Selected text:
========================================================================

Yes, that is the problem. It will hang because the select query is waiting for the INSERT to be commited. But the code is not able to commit. Maybe the code expects some kind of special sequence of the results from the database ? A kind of dead lock on the client side ? The database itself is not in a dead lock situation. Just run sp_who2 and you will see.

TimelordUK commented 2 years ago

using test code as follows

const mssql = require('msnodesqlv8')
const { GetConnection } = require('./get-connection')

const connectionString = new GetConnection().getConnection('linux')
const saString = new GetConnection().getConnection('sa')

console.log(`connectionString = ${connectionString}`)

const table = '_customer2'

async function create () {
  const theConnection = await mssql.promises.open(connectionString)

  const mgr = theConnection.tableMgr()
  const res = await theConnection.promises.query('SELECT db_NAME() as [db]')
  const db = res.first[0].db || 'node'
  console.log(`db = ${db}`)
  const builder = mgr.makeBuilder(table, db)
  builder.addColumn('id').asInt().isIdentity(true, 1, 1).isPrimaryKey(1)
  builder.addColumn('name').asVarChar(256)
  builder.toTable()

  console.log(builder.createTableSql)
  console.log(builder.clusteredSql)
  console.log(builder.nonClusteredSql)

  await builder.drop()
  await builder.create()
  await builder.index()

  await theConnection.promises.close()
}

async function dbLocks (id, connection) {
  const sql = `SELECT resource_type, 
  resource_database_id, 
  request_mode, request_status FROM sys.dm_tran_locks
  WHERE resource_database_id = DB_ID()
  AND resource_associated_entity_id = OBJECT_ID(N'${table}')`
  const res = await connection.promises.query(sql)
  const modes = res.first ? res.first.map(x => `${x.request_mode}.${x.resource_type}`) : []
  console.log(`[${id}] modes = ${modes.join(', ')}`)
  return res.first ? res.first?.length || 0 : 0
}

async function locks (id, saConnection) {
  const lockCount = await dbLocks(id, saConnection)
  console.log(`[${id}] lock count ${lockCount}`)
  return lockCount
}

// with read uncomitted clause will run but dangerous dirty reads
// const isolation = 'SNAPSHOT'
// default this induces  Bookmark lookup deadlock

const isolation = 'READ COMMITTED '

async function run (id, saConnection) {
  const conn = await mssql.promises.open(connectionString)
  await conn.promises.query(`SET TRANSACTION ISOLATION LEVEL ${isolation}`)
  iterate(id, conn, saConnection)
}

let counter = 0
async function iterate (id, conn, saConnection) {
  console.log(`start [${id}] counter = ${counter}`)
  try {
    console.log(`[${id}] step 1`)
    const modes = await locks(id, saConnection)
    console.log(`[${id}] step 2 mode count ${modes}`)
    const promises = conn.promises
    console.log(`[${id}] step 3`)

========================================================================

(Coordinate labeling data)
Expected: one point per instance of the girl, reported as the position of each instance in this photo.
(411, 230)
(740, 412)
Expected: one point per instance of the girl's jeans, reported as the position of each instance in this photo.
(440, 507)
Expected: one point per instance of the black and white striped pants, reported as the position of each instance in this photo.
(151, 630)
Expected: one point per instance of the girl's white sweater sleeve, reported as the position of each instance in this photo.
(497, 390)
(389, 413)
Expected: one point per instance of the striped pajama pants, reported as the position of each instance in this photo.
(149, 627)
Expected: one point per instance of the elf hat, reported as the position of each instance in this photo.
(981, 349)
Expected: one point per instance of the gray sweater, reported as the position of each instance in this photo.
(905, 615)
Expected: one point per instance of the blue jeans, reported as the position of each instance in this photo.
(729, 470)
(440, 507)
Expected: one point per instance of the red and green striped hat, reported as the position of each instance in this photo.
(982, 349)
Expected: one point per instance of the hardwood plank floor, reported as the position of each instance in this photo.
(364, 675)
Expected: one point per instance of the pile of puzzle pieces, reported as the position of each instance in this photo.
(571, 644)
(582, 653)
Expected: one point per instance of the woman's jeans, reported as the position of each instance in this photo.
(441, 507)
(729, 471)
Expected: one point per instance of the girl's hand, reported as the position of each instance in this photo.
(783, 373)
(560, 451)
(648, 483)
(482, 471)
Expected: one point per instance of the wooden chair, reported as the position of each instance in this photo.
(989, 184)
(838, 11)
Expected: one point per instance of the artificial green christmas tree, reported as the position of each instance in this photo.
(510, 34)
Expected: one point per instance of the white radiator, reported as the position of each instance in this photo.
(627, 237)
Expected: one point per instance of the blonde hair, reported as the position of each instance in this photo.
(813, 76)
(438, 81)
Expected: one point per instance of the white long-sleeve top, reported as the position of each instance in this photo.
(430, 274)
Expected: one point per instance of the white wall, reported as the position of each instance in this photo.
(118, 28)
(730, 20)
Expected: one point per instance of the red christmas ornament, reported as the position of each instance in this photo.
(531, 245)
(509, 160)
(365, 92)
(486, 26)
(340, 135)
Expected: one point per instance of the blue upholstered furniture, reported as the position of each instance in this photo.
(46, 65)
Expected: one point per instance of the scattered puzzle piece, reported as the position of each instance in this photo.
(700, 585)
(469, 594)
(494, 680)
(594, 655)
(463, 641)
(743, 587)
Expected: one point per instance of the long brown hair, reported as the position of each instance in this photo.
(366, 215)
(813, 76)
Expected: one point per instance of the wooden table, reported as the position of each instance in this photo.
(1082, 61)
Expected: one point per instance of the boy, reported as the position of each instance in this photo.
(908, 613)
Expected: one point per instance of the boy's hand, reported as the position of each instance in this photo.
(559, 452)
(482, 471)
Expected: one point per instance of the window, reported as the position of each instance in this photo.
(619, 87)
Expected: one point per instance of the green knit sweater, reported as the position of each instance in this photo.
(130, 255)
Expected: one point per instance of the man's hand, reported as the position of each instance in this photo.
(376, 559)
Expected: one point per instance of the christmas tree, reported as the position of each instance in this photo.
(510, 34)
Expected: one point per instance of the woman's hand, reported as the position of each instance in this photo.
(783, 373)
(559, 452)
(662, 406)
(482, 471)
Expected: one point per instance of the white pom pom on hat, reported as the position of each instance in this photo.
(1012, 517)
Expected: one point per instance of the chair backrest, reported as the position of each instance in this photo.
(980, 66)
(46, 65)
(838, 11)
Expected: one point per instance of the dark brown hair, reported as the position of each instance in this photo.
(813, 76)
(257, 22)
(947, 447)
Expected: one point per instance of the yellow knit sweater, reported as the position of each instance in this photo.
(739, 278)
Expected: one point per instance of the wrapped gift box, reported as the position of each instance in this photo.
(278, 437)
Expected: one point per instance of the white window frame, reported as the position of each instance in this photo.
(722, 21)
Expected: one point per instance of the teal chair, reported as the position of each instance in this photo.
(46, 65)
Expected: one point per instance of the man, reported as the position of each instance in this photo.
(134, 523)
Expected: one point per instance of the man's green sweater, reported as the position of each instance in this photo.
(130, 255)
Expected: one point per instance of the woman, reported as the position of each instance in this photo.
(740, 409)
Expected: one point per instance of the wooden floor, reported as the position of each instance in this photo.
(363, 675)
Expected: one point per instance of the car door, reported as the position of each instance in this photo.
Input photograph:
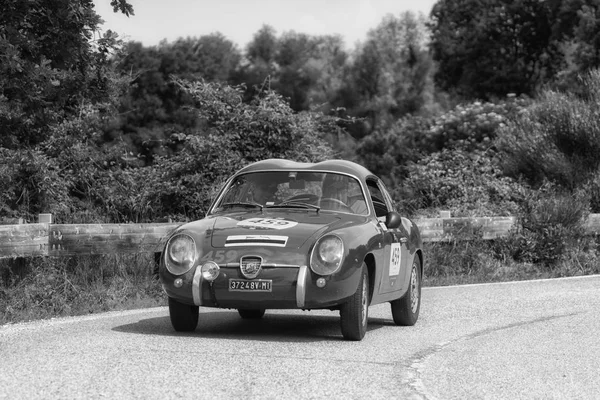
(394, 241)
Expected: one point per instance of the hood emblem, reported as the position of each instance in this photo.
(250, 266)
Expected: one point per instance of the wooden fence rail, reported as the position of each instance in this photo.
(47, 239)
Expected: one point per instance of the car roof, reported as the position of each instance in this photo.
(340, 166)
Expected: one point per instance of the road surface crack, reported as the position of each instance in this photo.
(415, 366)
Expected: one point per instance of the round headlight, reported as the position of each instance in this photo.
(326, 257)
(180, 254)
(210, 271)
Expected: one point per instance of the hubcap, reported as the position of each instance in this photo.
(364, 302)
(414, 290)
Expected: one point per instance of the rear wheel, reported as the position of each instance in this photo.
(406, 309)
(354, 314)
(184, 317)
(251, 314)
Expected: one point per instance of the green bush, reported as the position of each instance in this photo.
(552, 225)
(556, 139)
(37, 288)
(472, 126)
(465, 183)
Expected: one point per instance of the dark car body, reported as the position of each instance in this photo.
(306, 251)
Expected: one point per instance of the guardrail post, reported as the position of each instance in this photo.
(45, 218)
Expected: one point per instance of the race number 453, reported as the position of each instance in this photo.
(395, 259)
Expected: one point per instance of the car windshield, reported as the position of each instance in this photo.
(291, 189)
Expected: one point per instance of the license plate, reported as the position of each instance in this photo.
(256, 285)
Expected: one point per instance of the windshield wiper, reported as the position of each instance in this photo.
(294, 204)
(242, 204)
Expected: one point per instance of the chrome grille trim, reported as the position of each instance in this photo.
(197, 286)
(301, 286)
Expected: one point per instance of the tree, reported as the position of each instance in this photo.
(490, 48)
(52, 61)
(391, 73)
(56, 87)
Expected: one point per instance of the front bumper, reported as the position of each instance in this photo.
(293, 287)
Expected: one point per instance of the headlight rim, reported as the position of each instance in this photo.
(173, 266)
(317, 265)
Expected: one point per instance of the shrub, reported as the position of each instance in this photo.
(557, 139)
(552, 225)
(466, 183)
(472, 126)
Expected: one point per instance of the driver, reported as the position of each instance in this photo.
(264, 193)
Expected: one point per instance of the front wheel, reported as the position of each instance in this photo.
(184, 317)
(251, 314)
(405, 310)
(355, 313)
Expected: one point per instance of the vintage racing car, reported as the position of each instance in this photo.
(289, 235)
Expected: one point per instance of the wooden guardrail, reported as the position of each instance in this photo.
(47, 239)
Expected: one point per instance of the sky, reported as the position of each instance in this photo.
(239, 20)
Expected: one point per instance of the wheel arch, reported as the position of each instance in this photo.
(422, 262)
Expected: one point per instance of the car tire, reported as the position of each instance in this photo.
(251, 314)
(406, 309)
(354, 314)
(184, 317)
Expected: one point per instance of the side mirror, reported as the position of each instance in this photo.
(393, 220)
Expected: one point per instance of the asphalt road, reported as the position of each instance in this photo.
(522, 340)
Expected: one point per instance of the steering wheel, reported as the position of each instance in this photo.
(336, 204)
(304, 198)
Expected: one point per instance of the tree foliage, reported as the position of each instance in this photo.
(390, 76)
(52, 62)
(489, 48)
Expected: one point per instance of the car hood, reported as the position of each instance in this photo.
(276, 229)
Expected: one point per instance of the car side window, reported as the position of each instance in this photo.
(378, 198)
(387, 197)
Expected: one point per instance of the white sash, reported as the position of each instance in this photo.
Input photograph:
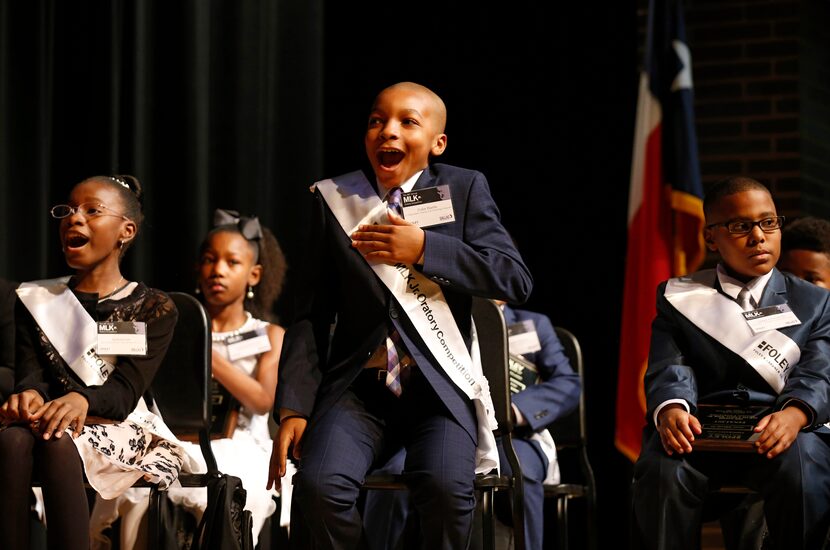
(74, 334)
(354, 202)
(771, 353)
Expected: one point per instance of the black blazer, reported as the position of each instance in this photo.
(7, 300)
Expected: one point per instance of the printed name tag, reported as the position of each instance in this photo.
(248, 343)
(522, 338)
(428, 207)
(122, 338)
(770, 318)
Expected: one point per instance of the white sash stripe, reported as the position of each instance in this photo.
(353, 202)
(771, 353)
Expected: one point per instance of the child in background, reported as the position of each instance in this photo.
(48, 425)
(240, 274)
(805, 250)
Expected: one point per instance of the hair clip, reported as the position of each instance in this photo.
(120, 182)
(248, 227)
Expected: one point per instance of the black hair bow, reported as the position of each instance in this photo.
(249, 227)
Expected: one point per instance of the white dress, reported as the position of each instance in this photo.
(245, 455)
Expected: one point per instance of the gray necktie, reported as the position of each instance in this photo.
(745, 299)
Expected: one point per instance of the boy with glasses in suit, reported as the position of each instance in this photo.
(742, 334)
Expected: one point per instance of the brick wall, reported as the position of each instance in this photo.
(762, 95)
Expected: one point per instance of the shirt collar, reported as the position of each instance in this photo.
(406, 186)
(731, 286)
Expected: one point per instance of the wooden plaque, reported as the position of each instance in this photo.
(728, 428)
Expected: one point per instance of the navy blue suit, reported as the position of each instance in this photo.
(686, 363)
(354, 420)
(556, 395)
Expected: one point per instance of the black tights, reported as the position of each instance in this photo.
(58, 466)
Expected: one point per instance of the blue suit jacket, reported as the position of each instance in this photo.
(686, 363)
(474, 255)
(558, 392)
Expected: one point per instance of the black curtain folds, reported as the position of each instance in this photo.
(210, 104)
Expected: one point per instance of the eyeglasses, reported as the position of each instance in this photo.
(744, 227)
(87, 210)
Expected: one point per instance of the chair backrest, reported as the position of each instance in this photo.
(570, 431)
(181, 387)
(492, 341)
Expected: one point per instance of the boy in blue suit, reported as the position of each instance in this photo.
(553, 397)
(705, 350)
(378, 357)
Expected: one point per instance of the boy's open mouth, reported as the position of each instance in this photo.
(388, 158)
(76, 240)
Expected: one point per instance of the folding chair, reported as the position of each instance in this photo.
(570, 435)
(492, 339)
(181, 389)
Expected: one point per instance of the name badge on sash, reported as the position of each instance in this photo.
(770, 318)
(522, 338)
(248, 343)
(428, 207)
(522, 373)
(122, 338)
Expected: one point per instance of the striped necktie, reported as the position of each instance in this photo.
(393, 363)
(393, 201)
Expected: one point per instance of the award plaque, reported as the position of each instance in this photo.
(729, 428)
(522, 373)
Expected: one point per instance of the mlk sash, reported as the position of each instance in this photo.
(354, 202)
(771, 353)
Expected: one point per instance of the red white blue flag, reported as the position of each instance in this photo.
(665, 209)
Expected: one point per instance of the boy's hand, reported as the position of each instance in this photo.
(400, 241)
(677, 429)
(779, 430)
(291, 431)
(20, 406)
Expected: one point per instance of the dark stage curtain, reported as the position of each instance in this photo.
(210, 104)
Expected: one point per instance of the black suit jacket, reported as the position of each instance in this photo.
(7, 299)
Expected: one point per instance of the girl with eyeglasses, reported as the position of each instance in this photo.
(87, 348)
(239, 275)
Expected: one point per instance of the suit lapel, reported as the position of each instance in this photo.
(776, 291)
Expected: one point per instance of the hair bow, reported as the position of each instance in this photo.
(249, 227)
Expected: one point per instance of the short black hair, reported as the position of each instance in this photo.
(730, 186)
(806, 233)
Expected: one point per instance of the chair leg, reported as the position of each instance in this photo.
(154, 518)
(488, 520)
(562, 516)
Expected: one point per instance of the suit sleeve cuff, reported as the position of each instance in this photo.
(520, 419)
(662, 405)
(807, 409)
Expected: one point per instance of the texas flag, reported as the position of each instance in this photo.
(665, 209)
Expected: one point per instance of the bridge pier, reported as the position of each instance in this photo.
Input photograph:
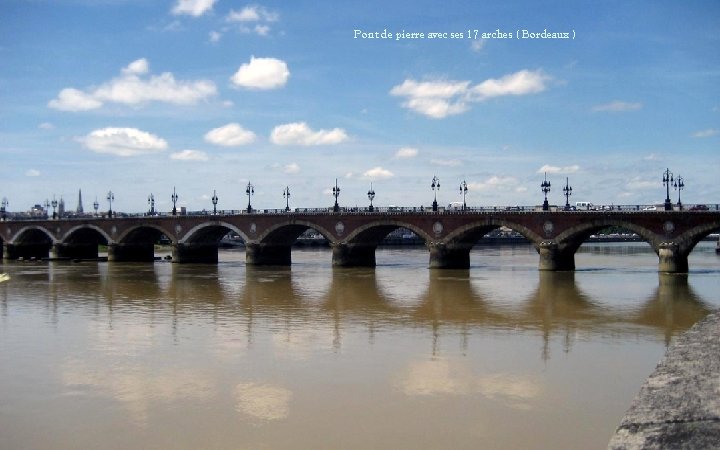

========================================================================

Aim 1:
Reproduce the forum thread word for word, starting at "Yes, that is" and ending at "you will see.".
Aim 2:
Please rescale the rows, covering only the lines starting at the line that contains "Expected: one point per instance of the wooden table, reported" and ending at the line that contains "(1012, 517)", both included. Give those lines again with each row's wording unchanged, and multiply every point coordinate by 0.6, rounding to whole numbers with halves rounded up.

Expected output 1:
Yes, that is the problem. It will hang because the select query is waiting for the INSERT to be commited. But the code is not able to commit. Maybe the code expects some kind of special sequence of the results from the database ? A kind of dead lock on the client side ? The database itself is not in a dead lock situation. Just run sp_who2 and you will see.

Expected output 2:
Expected: one point per instance of the wooden table, reported as the position of each instance in this photo.
(649, 37)
Expected: one point per instance of the boy, reported as the position of each instance in this photo.
(545, 368)
Expected: one point per instance of the boy's hand, reported as the position of each instance in this photo.
(335, 271)
(289, 283)
Expected: one point per instance of the window, reported as the position of each instance in this photo.
(371, 52)
Expected: one point per instance of the green knit sweater, reported as the position of each instance in this photo.
(78, 153)
Expected: one point per instance of the man's hand, reported as the position of each instance in this photo.
(226, 335)
Expected: one point per instance of the christmas tree, reported as the position of each instance in this photo.
(306, 20)
Expected: one point per instance of the woman's hand, reported as the position of each instance in this photo.
(470, 224)
(335, 271)
(397, 244)
(289, 283)
Expected: one point per instance of the white pom pom on hat, reported as the position of each instance in this photo.
(607, 310)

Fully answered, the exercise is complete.